**PROBLEM TO WORK ON**:
Give back exactly the lines from the one containing "of the teddy" through the end of the records, including both, and no others.

**SUPPLIED DATA**:
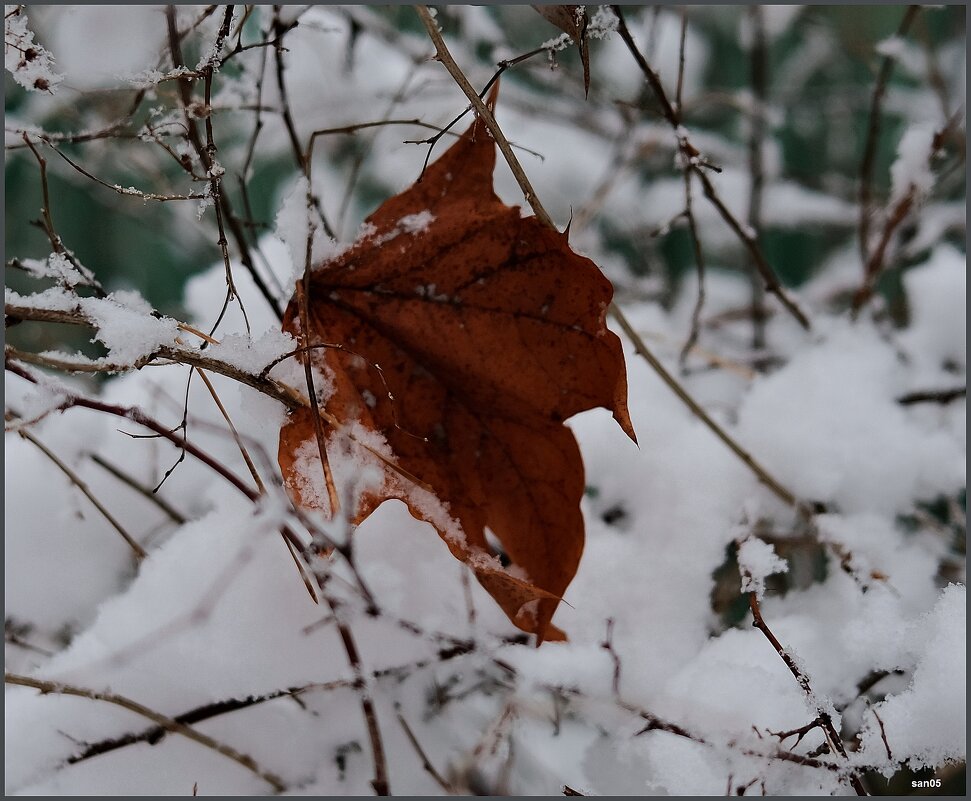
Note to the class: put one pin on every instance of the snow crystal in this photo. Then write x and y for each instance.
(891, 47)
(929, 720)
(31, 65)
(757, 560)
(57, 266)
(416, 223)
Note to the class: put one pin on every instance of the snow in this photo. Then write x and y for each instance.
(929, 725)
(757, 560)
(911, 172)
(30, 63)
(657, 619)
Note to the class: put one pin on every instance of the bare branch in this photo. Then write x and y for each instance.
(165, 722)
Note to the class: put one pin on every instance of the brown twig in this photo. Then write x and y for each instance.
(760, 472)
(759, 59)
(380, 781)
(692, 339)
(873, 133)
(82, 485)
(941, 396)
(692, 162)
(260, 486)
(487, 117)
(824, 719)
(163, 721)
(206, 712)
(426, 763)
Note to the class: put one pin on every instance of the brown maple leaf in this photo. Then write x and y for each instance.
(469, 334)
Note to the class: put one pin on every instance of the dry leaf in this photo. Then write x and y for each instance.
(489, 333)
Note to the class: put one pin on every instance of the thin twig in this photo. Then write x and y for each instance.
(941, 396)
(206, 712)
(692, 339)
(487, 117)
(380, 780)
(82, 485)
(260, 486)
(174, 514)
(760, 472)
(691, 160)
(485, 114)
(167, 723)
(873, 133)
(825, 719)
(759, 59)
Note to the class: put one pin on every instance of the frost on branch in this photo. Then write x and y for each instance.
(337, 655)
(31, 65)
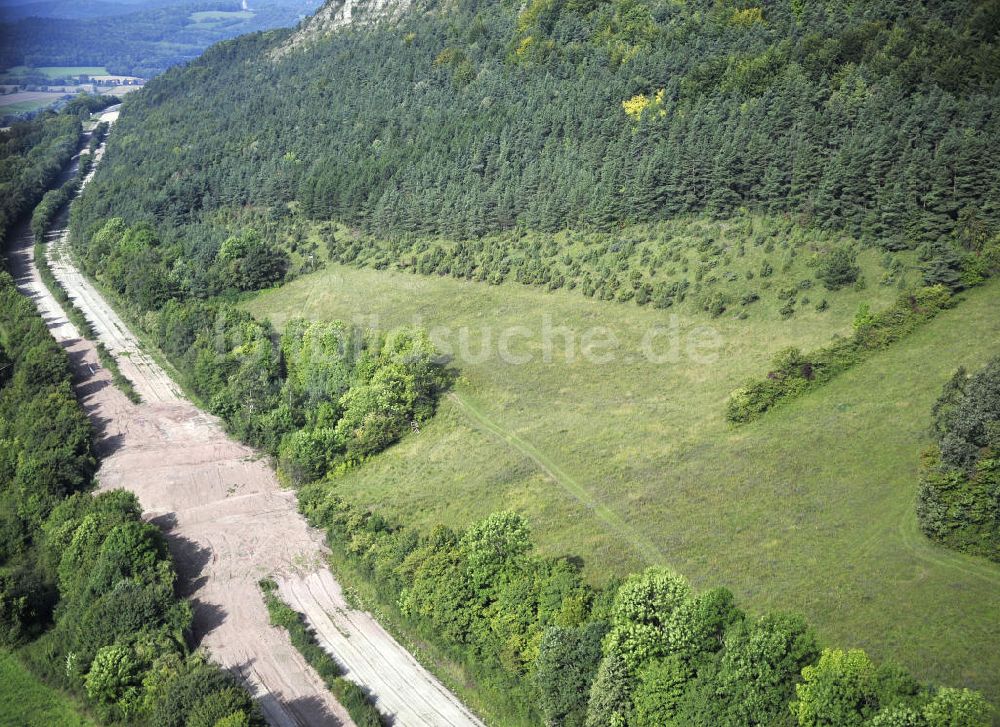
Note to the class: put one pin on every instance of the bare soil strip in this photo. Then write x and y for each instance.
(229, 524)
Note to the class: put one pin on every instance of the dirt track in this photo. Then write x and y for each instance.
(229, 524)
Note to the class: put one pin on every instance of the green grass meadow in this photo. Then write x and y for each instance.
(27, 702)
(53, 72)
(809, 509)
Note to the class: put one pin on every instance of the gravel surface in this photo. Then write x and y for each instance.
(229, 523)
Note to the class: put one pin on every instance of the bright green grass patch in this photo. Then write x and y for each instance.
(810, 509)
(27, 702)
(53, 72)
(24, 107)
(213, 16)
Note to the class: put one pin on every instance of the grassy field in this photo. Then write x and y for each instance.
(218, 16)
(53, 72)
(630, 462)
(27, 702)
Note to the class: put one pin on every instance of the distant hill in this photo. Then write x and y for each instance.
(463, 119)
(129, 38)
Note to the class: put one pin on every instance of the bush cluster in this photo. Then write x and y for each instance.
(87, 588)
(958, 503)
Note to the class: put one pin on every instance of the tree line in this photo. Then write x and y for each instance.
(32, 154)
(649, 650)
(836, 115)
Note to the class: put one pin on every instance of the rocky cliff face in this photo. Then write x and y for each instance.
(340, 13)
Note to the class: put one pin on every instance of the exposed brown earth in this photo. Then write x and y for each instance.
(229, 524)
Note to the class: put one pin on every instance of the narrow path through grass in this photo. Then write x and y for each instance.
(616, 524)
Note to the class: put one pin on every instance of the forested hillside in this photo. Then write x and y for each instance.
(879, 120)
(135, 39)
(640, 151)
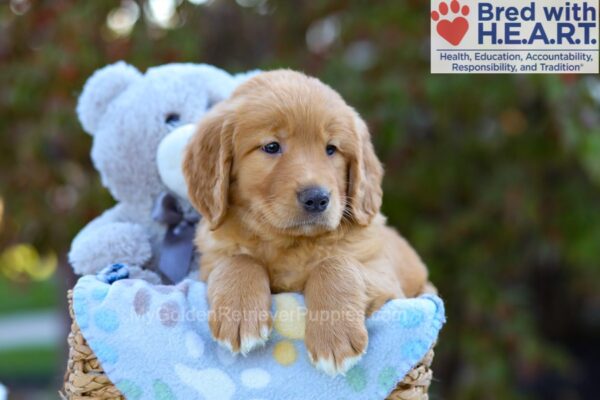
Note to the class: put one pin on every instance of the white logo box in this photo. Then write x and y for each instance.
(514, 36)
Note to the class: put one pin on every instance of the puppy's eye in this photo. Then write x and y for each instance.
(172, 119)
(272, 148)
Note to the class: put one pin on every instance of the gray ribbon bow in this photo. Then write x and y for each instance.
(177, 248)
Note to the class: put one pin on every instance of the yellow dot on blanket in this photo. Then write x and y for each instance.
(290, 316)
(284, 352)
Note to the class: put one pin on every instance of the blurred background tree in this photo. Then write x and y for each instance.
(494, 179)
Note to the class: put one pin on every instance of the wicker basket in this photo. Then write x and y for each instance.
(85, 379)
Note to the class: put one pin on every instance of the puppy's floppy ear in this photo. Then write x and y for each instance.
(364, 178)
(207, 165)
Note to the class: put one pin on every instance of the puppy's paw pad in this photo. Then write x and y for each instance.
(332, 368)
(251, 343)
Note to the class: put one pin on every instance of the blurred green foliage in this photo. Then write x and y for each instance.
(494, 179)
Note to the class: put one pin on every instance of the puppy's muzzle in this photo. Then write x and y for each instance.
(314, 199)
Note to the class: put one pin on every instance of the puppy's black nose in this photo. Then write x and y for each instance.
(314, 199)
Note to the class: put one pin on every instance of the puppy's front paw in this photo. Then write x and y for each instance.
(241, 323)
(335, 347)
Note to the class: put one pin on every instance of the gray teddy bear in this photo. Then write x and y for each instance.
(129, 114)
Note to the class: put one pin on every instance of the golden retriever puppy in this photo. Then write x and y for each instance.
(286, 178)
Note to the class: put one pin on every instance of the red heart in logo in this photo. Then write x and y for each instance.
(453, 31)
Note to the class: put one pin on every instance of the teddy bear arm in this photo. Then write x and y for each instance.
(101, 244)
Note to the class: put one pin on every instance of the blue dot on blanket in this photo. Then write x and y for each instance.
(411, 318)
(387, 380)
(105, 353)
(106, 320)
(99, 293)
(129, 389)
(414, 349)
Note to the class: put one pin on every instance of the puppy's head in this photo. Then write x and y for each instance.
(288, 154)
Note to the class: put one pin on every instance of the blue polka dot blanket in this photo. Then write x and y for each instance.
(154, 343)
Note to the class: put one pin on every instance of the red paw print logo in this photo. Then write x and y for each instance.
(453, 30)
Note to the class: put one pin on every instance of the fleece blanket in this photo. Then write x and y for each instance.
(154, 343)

**WRITTEN REPLY**:
Note to the class: put one pin on every instance of the teddy bear arm in this photo. Then write x and y for each instance.
(101, 244)
Note to the class: put one pin on every instance of the blue dot on blanket in this photo. Then write x and y for each instance.
(411, 318)
(387, 380)
(105, 353)
(106, 320)
(99, 293)
(129, 389)
(414, 349)
Note to the class: put one pin on every instance of the puppy's head in this photo. Then write x and y for each instance.
(288, 154)
Note to the class: put one pin on every instance of the blue polka dot blanket in this photo. Then write x and y for each instance.
(154, 343)
Note to the class: put one pin on every instance of the red paw print logo in this photo. Then write x and y for each instance.
(453, 30)
Note to the class: put one pin on every instance of the fleece blanket in this photo. Then write x and y for each instance.
(154, 343)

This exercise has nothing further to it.